# [WORK INSTRUCTIONS]
Check every line of the data below for "trimmed". Copy each one that has it.

START ENTRIES PROVIDED

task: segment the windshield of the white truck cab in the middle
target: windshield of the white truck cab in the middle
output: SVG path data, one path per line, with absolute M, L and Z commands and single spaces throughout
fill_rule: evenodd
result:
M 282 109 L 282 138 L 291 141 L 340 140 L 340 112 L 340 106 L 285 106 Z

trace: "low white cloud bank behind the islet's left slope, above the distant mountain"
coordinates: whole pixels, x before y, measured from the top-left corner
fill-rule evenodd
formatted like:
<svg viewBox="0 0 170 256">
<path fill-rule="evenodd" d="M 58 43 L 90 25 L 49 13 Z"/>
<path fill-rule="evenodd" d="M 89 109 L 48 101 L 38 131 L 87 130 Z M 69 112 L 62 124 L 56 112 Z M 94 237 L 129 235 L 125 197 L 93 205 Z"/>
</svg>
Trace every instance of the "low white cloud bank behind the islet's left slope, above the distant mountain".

END ENTRIES PROVIDED
START ENTRIES PROVIDED

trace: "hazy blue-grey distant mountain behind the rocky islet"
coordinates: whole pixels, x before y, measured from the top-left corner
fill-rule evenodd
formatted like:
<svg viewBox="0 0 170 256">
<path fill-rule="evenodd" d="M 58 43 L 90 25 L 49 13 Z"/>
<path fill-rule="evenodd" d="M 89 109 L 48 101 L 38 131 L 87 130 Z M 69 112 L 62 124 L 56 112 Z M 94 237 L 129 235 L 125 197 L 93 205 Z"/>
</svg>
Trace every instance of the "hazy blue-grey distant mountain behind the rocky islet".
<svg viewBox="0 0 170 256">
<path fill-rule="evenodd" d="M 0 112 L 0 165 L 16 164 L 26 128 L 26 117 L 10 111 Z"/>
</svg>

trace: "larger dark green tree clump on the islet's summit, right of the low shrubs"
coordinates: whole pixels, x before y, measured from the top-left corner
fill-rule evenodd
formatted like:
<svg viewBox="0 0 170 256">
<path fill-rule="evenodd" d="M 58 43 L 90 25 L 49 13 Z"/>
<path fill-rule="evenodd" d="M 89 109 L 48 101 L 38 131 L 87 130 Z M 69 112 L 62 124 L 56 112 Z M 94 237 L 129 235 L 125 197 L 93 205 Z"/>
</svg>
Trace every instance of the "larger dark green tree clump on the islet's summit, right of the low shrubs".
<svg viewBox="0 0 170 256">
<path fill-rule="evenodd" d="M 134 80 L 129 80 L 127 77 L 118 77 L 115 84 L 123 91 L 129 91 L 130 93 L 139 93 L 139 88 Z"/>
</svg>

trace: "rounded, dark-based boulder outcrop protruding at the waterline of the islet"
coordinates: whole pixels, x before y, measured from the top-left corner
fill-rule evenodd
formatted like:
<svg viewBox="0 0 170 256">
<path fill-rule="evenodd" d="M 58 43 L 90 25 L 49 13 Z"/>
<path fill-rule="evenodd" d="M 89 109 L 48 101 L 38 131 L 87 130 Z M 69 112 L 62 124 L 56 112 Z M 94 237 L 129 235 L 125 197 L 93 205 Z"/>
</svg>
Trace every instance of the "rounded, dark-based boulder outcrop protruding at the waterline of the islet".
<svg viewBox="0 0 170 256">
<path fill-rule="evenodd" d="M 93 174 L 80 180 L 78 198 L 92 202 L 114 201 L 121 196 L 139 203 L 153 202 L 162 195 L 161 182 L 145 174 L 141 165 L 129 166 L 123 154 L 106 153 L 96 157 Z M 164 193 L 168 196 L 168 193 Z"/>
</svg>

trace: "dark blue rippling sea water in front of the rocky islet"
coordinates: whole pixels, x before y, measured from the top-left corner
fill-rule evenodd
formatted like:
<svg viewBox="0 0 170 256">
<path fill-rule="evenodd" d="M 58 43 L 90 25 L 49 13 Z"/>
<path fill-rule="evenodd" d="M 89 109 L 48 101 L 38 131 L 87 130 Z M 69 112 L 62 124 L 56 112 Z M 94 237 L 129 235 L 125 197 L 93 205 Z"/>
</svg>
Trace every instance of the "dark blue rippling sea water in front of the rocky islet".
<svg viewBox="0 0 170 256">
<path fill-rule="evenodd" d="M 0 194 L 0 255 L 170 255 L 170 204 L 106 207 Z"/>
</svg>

END ENTRIES PROVIDED
START ENTRIES PROVIDED

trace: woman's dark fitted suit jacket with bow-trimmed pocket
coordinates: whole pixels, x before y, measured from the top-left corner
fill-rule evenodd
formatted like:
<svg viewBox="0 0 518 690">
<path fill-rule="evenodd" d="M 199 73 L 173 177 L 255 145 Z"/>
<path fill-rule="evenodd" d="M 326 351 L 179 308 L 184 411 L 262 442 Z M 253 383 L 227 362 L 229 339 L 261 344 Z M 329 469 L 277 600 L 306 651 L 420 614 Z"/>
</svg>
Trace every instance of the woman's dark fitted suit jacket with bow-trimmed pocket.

END ENTRIES PROVIDED

# [FINAL ANSWER]
trace: woman's dark fitted suit jacket with bow-trimmed pocket
Trace every instance of the woman's dark fitted suit jacket with bow-trimmed pocket.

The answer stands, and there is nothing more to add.